-- Begin Exercise data --

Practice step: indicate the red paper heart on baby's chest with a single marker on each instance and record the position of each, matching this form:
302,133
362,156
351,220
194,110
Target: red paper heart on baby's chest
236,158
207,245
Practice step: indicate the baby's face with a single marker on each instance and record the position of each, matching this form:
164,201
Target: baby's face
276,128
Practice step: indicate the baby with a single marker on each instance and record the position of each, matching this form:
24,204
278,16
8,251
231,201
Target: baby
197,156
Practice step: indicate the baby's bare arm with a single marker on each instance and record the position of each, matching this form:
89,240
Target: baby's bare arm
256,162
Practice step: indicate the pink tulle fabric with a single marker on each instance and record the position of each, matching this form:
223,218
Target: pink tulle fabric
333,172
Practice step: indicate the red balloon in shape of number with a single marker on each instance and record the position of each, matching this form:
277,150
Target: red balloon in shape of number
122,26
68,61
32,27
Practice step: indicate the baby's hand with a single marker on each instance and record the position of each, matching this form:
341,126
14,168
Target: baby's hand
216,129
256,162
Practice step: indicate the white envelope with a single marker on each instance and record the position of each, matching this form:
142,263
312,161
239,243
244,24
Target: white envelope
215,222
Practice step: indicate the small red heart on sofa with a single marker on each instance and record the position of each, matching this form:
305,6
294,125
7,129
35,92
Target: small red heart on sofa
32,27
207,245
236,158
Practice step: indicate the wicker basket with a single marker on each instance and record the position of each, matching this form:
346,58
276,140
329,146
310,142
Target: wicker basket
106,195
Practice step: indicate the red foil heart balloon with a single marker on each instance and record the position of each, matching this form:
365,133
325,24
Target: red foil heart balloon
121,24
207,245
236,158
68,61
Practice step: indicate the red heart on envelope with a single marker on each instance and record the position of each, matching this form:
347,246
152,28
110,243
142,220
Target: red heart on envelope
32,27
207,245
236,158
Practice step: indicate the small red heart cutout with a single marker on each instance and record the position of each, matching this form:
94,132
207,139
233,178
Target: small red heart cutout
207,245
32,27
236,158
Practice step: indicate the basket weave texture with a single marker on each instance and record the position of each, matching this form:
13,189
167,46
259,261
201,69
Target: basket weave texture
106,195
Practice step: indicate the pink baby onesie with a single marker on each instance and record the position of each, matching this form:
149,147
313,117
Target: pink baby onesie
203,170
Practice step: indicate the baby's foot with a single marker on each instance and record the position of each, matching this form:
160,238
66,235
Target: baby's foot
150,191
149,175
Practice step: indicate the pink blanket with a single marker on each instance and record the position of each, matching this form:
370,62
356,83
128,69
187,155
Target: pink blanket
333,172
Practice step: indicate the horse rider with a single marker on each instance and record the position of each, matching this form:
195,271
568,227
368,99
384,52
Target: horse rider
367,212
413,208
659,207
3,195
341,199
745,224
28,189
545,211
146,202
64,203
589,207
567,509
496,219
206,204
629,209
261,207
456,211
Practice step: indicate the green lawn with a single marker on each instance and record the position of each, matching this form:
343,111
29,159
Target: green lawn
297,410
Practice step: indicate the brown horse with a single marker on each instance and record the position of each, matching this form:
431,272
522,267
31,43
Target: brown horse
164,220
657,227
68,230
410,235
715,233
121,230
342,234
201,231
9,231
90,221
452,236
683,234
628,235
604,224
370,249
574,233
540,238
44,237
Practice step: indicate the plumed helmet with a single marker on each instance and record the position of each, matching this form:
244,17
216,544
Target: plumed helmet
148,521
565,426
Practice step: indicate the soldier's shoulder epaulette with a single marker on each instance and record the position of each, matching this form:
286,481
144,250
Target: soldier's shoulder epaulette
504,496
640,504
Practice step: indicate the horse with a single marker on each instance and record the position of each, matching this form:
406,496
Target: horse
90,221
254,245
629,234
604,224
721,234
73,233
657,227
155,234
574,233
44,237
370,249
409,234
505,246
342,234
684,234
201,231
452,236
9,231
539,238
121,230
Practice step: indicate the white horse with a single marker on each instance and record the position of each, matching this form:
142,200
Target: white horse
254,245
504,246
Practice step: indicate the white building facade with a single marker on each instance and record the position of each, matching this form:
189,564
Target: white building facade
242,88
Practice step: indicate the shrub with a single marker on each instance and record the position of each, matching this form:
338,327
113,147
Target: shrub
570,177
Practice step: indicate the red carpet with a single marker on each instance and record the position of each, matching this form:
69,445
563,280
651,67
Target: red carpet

-- End Exercise data --

▶ **Set problem**: Output, unchanged, the lines from the line with "Practice step: indicate the white horse" through the final line of the material.

▶ **Finished exercise**:
Practice step: indicate the white horse with a single marker on each instance and record the position of each, matching this form:
142,200
Target: white horse
254,245
504,246
Practice step: indicate the white building facade with a single marker on each instance and record the position of each, matching this form:
189,564
Target: white building facade
242,88
Practice step: indicate the shrub with a single marker on each instance and record the position of each, matching this form:
338,327
113,147
Target: shrub
570,177
Practice step: indicate the red carpet with a single marker on each instance and record the position of each, matching this form:
69,445
563,280
651,67
Target: red carpet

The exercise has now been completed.